# start of Information shown

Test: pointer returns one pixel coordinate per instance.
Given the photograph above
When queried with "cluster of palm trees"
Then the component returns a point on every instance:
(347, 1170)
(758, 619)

# end of Information shown

Short exercise: Reproduce the listing above word for word, keeping every line in its original order.

Answer for this exercise:
Test: pointer returns one pixel coordinate per instance.
Given the photograph above
When queried with "cluster of palm trees"
Then the component returns a point on every instance:
(347, 1170)
(758, 619)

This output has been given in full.